-- To be done --
(A) List the names of the header fields in the block at the very top of the x86 unpack-lowering commit.
(B) Pick up the x86 unpack-lowering commit diff at the point where it stops, and continue it.

-- Document excerpt --
================================
From: Chandler Carruth <chandlerc@gmail.com>
Date: Tue, 17 Feb 2015 02:12:24 +0000 (+0000)
Subject: [x86] Teach the unpack lowering to try wider element unpacks.
X-Git-Url: http://demsky.eecs.uci.edu/git/?a=commitdiff_plain;h=1e357351bee034815a7ad6c08e998749a0429b1e;p=oota-llvm.git

[x86] Teach the unpack lowering to try wider element unpacks.

This allows it to match still more places where previously we would have
to fall back on floating point shuffles or other more complex lowering
strategies.

I'm hoping to replace some of the hand-rolled unpack matching with this
routine is it gets more and more clever.

git-svn-id: https://llvm.org/svn/llvm-project/llvm/trunk@229463 91177308-0d34-0410-b5e6-96231b3b80d8
---

diff --git a/lib/Target/X86/X86ISelLowering.cpp b/lib/Target/X86/X86ISelLowering.cpp
index 70bb7d2f337..92db12abfdf 100644
--- a/lib/Target/X86/X86ISelLowering.cpp
+++ b/lib/Target/X86/X86ISelLowering.cpp
@@ -8480,10 +8480,15 @@ static SDValue lowerVectorShuffleAsInsertPS(SDValue Op, SDValue V1, SDValue V2,
 ///
 /// This specifically targets cases where we end up with alternating between
 /// the two inputs, and so can permute them into something that feeds a single
-/// UNPCK instruction.
================================
-- Extracted material --
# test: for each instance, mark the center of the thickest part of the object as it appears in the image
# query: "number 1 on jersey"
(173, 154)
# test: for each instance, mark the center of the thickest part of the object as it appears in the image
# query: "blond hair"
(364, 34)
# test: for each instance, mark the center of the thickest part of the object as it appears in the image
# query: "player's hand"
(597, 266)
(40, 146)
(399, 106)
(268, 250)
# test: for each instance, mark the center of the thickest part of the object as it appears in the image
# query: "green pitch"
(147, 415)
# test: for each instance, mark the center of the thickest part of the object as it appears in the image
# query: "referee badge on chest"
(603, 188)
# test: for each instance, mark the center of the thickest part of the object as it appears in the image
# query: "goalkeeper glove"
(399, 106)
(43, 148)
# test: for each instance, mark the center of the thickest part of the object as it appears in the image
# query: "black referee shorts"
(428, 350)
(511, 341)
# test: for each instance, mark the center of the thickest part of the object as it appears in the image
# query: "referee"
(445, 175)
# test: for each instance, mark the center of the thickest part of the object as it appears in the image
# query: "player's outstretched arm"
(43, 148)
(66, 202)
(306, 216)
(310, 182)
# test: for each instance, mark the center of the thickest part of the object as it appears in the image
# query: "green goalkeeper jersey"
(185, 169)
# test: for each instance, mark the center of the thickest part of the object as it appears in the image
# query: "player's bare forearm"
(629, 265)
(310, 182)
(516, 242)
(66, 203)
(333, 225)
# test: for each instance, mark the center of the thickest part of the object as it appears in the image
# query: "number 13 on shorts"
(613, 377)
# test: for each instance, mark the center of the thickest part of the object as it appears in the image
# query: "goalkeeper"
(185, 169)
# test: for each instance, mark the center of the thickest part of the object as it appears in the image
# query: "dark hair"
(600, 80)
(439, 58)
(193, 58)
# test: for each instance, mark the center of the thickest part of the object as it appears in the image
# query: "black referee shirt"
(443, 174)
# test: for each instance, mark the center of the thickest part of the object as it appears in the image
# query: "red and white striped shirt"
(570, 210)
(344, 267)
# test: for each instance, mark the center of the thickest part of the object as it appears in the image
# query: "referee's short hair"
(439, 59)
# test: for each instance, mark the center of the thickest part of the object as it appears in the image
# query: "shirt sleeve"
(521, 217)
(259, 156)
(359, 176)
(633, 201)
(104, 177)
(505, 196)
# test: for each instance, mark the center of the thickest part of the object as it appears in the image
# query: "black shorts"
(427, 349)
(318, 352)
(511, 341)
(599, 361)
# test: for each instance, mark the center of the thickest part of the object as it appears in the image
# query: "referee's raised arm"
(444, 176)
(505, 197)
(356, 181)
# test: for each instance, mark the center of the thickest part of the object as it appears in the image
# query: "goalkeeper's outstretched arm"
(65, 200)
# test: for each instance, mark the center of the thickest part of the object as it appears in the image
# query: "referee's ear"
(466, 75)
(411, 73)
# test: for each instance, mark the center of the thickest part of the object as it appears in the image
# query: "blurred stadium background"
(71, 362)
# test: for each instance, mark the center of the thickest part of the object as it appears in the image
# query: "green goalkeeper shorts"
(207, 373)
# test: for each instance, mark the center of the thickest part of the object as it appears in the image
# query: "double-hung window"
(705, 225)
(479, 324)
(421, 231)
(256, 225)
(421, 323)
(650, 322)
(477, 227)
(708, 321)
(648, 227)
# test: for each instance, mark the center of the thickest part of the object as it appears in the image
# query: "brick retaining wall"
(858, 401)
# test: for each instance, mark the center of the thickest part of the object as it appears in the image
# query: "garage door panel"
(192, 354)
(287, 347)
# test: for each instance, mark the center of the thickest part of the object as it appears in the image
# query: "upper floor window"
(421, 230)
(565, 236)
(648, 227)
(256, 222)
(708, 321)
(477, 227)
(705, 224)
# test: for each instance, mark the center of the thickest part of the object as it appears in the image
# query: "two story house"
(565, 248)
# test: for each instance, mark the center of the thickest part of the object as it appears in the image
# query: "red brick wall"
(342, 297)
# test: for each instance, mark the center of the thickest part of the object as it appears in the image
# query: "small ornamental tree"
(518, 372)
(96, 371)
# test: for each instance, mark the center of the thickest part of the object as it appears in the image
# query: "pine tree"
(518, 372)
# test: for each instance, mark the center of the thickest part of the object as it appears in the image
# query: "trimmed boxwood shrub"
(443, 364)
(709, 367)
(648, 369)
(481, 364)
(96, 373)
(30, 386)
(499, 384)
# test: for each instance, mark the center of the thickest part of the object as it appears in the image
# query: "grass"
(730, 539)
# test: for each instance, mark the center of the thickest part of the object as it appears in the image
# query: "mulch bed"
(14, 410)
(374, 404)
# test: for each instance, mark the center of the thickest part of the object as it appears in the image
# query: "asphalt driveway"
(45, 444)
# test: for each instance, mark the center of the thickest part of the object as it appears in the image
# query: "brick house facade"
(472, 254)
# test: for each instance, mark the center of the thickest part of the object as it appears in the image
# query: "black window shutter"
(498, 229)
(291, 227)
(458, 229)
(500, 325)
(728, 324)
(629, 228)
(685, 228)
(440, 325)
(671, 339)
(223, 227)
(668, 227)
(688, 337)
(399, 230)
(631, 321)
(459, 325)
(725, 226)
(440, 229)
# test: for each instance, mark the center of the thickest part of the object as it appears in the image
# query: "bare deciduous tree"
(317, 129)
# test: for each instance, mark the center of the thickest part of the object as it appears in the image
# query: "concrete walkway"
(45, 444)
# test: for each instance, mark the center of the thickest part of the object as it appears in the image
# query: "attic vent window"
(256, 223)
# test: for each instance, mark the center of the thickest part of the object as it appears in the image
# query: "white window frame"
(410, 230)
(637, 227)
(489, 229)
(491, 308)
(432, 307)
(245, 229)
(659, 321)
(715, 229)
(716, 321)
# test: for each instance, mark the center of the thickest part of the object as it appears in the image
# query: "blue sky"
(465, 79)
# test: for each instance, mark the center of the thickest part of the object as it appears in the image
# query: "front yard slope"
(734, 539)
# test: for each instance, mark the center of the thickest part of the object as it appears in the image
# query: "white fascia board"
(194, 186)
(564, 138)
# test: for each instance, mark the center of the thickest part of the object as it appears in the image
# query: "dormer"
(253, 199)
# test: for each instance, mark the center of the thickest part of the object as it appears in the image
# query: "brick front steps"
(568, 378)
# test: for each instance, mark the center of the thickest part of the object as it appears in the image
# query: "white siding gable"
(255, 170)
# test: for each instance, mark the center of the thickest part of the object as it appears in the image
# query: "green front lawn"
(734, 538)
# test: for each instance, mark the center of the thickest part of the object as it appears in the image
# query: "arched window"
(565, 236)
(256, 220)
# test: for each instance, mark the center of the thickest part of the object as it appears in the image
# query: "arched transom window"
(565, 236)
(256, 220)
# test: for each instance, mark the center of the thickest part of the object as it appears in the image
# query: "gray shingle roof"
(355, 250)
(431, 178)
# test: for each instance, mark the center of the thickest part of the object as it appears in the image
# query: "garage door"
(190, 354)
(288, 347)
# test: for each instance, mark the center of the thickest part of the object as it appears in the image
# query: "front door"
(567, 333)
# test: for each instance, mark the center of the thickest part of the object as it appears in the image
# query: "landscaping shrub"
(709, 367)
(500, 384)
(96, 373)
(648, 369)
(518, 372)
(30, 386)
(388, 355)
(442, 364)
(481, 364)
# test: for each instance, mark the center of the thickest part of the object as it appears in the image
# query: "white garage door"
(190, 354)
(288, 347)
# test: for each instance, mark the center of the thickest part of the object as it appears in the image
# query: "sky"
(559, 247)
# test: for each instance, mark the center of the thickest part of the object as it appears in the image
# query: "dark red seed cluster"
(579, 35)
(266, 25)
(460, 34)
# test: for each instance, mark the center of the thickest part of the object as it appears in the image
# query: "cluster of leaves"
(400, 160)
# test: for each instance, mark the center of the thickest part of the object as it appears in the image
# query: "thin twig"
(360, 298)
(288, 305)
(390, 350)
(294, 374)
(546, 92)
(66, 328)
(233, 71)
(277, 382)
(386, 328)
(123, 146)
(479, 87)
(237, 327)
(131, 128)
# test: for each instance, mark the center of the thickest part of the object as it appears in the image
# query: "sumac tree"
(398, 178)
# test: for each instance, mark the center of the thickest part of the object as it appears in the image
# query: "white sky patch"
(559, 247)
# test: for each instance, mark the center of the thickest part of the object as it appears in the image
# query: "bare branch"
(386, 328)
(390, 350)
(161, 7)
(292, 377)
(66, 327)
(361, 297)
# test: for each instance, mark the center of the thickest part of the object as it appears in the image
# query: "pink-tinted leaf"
================================
-- Replies --
(A) From, Date, Subject, X-Git-Url

(B)
+/// UNPCK instruction. Note that this routine only targets integer vectors
+/// because for floating point vectors we have a generalized SHUFPS lowering
+/// strategy that handles everything that doesn't *exactly* match an unpack,
+/// making this clever lowering unnecessary.
 static SDValue lowerVectorShuffleAsUnpack(MVT VT, SDLoc DL, SDValue V1,
                                           SDValue V2, ArrayRef<int> Mask,
                                           SelectionDAG &DAG) {
+  assert(!VT.isFloatingPoint() &&
+         "This routine only supports integer vectors.");
   assert(!isSingleInputShuffleMask(Mask) &&
          "This routine should only be used when blending two inputs.");
   assert(Mask.size() >= 2 && "Single element masks are invalid.");
@@ -8498,25 +8503,56 @@ static SDValue lowerVectorShuffleAsUnpack(MVT VT, SDLoc DL, SDValue V1,
 
   bool UnpackLo = NumLoInputs >= NumHiInputs;
 
-  SmallVector<int, 32> V1Mask(Mask.size(), -1);
-  SmallVector<int, 32> V2Mask(Mask.size(), -1);
-  for (int i = 0; i < Size; ++i) {
-    if (Mask[i] < 0)
-      continue;
+  auto TryUnpack = [&](MVT UnpackVT, int Scale) {
+    SmallVector<int, 32> V1Mask(Mask.size(), -1);
+    SmallVector<int, 32> V2Mask(Mask.size(), -1);
 
-    // We only handle the case where V1 feeds even mask slots and V2 feeds odd
-    // mask slots. We rely on canonicalization to ensure this is the case.
-    if ((i % 2 == 0) != (Mask[i] < Size))
-      return SDValue();
+    for (int i = 0; i < Size; ++i) {
+      if (Mask[i] < 0)
+        continue;
+
+      // Each element of the unpack contains Scale elements from this mask.
+      int UnpackIdx = i / Scale;
+
+      // We only handle the case where V1 feeds the first slots of the unpack.
+      // We rely on canonicalization to ensure this is the case.
+      if ((UnpackIdx % 2 == 0) != (Mask[i] < Size))
+        return SDValue();
+
+      // Setup the mask for this input. The indexing is tricky as we have to
+      // handle the unpack stride.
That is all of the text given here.